■ Extract provided:
# # # # # # #
2.4.2.1. Loading data
We load one month of KNMI data for about 60 stations (detailed setup instruction can be found here). This consists of 672 (=28x24) BUFR files, one for each observation time. Each BUFR files contains multiple messages for the different stations.
The data load takes more than an hour to complete. 240 MB of space is used by Elastic after loading 11 MB of BUFR files.
If the wis2box-management container (which does the bulk of the work during data load) is killed during the load, the loading does not continue when the container is restarted.
2.4.2.2. API load test
We set up a load test of the Feature API of the wis2box using locust.
Each request ask for a month of data for a single parameter (one of four)
for a single station (one of seven). The full
Feature API response is by default
very verbose (740 KB for a month of data), so we also test a light
response
with most metadata left out (167 KB for a month of data).
gz
compression is used for all responses.
Each "user" does a new request as soon as the previous request finished. Multiple users do parallel requests.
We get the following results:
Cores |
Users |
Request Type |
req/s |
4 |
1 |
full |
25 |
4 |
20 |
full |
90 |
4 |
1 |
light |
30 |
4 |
20 |
light |
115 |
8 |
1 |
full |
24 |
8 |
20 |
full |
140 |
8 |
1 |
light |
30 |
8 |
20 |
light |
170 |
2.4.3. Comments/Conclusions
Based on our very limited testing of wis2box, we have the following 'conclusions':
-
It is designed in a way to leverage existing technology like Elastic.
-
The datastore supporting the API is optimised for OGC Feature API/GeoJSON.
# # # # # # #
■ Recorded data:
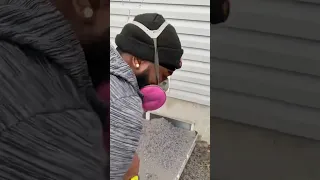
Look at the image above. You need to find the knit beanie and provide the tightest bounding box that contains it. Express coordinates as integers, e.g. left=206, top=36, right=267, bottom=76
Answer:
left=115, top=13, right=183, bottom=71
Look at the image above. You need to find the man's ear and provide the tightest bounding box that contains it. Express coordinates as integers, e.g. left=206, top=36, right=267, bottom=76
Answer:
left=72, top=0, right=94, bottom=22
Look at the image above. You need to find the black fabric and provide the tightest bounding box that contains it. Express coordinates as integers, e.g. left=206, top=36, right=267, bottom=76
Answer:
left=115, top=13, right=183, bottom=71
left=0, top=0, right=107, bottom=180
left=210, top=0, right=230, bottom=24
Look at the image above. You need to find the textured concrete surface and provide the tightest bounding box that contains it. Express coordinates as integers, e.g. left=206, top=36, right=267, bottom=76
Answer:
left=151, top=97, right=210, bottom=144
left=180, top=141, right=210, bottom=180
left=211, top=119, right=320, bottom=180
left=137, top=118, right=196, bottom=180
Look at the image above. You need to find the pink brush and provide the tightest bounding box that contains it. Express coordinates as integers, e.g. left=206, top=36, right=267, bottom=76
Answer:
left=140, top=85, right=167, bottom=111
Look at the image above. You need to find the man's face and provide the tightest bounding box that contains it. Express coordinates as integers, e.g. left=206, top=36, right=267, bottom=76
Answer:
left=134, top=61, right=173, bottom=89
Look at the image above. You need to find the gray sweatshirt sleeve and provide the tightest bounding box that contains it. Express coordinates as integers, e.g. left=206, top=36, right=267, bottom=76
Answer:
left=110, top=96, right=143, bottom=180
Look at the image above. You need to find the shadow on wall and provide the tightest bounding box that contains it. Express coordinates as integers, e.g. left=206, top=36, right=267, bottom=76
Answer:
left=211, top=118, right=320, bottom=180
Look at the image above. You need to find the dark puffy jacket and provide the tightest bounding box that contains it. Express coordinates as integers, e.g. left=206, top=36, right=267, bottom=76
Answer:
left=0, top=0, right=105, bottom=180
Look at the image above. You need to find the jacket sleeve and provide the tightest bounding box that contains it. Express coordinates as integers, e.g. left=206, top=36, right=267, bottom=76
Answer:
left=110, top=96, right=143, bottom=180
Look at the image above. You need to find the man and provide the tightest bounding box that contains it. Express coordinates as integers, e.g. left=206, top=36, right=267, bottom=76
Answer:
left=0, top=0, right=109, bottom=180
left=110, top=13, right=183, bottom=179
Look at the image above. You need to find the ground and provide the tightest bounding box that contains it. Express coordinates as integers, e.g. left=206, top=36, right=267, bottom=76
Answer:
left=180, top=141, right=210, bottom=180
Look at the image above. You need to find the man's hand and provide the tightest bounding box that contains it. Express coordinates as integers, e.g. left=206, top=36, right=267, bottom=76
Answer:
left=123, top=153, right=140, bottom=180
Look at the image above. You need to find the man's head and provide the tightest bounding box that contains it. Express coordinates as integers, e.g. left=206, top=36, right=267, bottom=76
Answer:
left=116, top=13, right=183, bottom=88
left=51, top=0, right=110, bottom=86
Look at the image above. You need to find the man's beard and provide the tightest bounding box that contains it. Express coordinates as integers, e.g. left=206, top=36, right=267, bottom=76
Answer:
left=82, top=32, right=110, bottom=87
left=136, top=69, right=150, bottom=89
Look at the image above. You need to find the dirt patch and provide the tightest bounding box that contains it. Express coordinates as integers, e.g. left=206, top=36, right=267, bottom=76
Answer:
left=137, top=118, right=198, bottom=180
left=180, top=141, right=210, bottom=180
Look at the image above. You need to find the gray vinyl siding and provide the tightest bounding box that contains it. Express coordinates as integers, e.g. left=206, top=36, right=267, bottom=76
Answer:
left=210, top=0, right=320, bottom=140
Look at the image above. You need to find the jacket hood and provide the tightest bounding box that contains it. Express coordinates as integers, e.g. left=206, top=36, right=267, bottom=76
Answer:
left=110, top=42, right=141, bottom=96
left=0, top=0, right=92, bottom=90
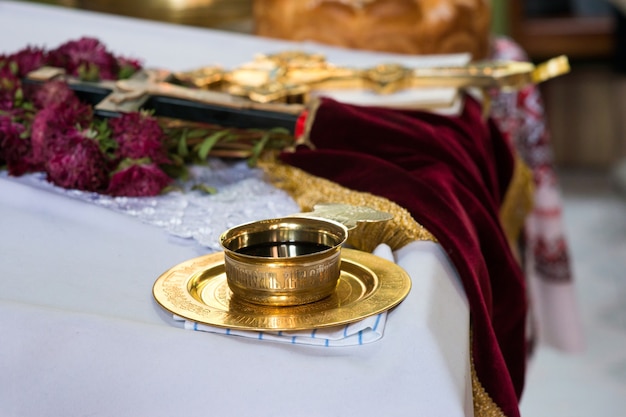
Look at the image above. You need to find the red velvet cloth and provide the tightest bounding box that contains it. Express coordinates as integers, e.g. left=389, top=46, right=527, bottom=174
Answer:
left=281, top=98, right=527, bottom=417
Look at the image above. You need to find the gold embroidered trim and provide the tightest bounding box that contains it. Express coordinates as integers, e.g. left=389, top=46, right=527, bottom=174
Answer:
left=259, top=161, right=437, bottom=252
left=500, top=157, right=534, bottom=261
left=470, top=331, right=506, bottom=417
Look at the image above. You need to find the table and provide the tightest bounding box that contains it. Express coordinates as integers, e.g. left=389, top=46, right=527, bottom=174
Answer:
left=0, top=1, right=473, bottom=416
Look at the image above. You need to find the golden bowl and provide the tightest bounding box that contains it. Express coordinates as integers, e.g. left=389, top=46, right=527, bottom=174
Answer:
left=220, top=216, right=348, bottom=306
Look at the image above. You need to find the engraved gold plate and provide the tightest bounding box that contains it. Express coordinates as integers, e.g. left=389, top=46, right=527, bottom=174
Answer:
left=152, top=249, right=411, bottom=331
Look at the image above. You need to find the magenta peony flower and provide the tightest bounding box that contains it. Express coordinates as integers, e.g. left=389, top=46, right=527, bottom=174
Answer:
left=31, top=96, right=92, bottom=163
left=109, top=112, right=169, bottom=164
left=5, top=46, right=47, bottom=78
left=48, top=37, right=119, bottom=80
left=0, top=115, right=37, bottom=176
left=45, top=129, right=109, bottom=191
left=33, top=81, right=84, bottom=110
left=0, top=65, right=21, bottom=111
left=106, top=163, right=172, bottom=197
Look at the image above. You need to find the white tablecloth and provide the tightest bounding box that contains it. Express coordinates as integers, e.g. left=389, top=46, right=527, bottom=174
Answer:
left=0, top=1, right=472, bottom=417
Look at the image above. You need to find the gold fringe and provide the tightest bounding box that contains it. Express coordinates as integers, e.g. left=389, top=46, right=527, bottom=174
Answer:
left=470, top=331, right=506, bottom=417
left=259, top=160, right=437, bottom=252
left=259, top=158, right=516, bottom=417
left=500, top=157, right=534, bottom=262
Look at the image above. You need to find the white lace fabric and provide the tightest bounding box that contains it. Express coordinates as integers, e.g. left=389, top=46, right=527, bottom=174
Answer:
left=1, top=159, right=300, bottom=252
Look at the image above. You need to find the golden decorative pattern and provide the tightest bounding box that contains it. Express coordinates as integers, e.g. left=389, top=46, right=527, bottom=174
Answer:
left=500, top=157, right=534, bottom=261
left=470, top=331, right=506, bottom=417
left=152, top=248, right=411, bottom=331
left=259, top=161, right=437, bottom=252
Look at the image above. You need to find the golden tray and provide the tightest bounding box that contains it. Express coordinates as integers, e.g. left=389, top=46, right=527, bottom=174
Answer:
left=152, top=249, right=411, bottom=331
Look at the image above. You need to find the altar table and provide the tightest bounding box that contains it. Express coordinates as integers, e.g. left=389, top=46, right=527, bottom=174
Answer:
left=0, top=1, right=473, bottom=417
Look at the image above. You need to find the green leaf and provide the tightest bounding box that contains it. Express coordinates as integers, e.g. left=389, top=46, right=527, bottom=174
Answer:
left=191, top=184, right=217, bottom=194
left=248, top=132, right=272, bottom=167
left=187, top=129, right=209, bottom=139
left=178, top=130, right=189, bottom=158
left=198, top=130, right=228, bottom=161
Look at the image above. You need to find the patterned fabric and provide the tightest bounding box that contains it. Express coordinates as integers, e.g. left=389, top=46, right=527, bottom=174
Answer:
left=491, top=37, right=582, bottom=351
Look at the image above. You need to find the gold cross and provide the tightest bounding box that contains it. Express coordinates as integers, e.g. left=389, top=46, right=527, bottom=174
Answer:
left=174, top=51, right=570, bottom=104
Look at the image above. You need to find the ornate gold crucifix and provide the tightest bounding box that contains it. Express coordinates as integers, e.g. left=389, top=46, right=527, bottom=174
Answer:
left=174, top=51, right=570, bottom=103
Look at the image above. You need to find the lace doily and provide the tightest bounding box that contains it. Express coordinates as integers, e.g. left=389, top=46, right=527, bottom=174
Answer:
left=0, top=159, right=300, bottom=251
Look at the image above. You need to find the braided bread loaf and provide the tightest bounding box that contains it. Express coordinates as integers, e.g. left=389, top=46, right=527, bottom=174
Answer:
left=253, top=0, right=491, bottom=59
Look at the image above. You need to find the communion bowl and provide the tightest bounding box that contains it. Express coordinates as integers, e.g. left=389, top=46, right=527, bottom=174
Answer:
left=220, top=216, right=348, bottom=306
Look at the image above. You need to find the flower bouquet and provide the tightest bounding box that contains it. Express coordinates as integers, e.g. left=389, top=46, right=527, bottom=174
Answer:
# # # # # # #
■ Given request 1:
Output the passage of the wis2box evaluation between "2.4.2.1. Loading data" and "(one of four)", inclusive, copied word for word.
■ Given request 2:
List every numbered section heading in the wis2box evaluation.
■ Given request 3:
Write the next part of the wis2box evaluation, picking up after its final sentence.
The records are separate material from the wis2box evaluation.

■ Answer 1:
2.4.2.1. Loading data
We load one month of KNMI data for about 60 stations (detailed setup instruction can be found here). This consists of 672 (=28x24) BUFR files, one for each observation time. Each BUFR files contains multiple messages for the different stations.
The data load takes more than an hour to complete. 240 MB of space is used by Elastic after loading 11 MB of BUFR files.
If the wis2box-management container (which does the bulk of the work during data load) is killed during the load, the loading does not continue when the container is restarted.
2.4.2.2. API load test
We set up a load test of the Feature API of the wis2box using locust.
Each request ask for a month of data for a single parameter (one of four)

■ Answer 2:
2.4.2.1. Loading data
2.4.2.2. API load test
2.4.3. Comments/Conclusions

■ Answer 3:
-
Ingestion of 40K station observations (each with multiple parameters) take one hour on my test setup. The relative slowness of this is probably caused by all processing being done serially in Python.
-
Ingestion is not fault-tolerant with default settings (killing and restarting
wis2box-management
container leads to ingestion data loss;WIS2BOX_BROKER_QUEUE_MAX
needs to be increased to avoid data loss). -
The internal elastic storage is verbose, due to the Feature JSON format and storing all the messages (needed for Replay funcitonality).
-
Query performance is good for a Python API (due to offloading of heavy lifting to Elastic?).
2.5. Metadata output
By using the py-mmd-tools package developed at MET Norway, one can create a MET Norway Metadata Format (MMD) file from a properly documented dataset (here NetCDF4).
By using the xslt-transformations defined in the MMD-repo, one can then transform to different metadata standards.
See /metadata-output folder for simple python script to go through all the xslt-translations from the xslt-folder (you need to have lxml installed, and xslt-folder copied where you want to run the script).
Deciding on one internal metadata format will then facilitate increased interoperability when translations between the different metadata-formats are in place.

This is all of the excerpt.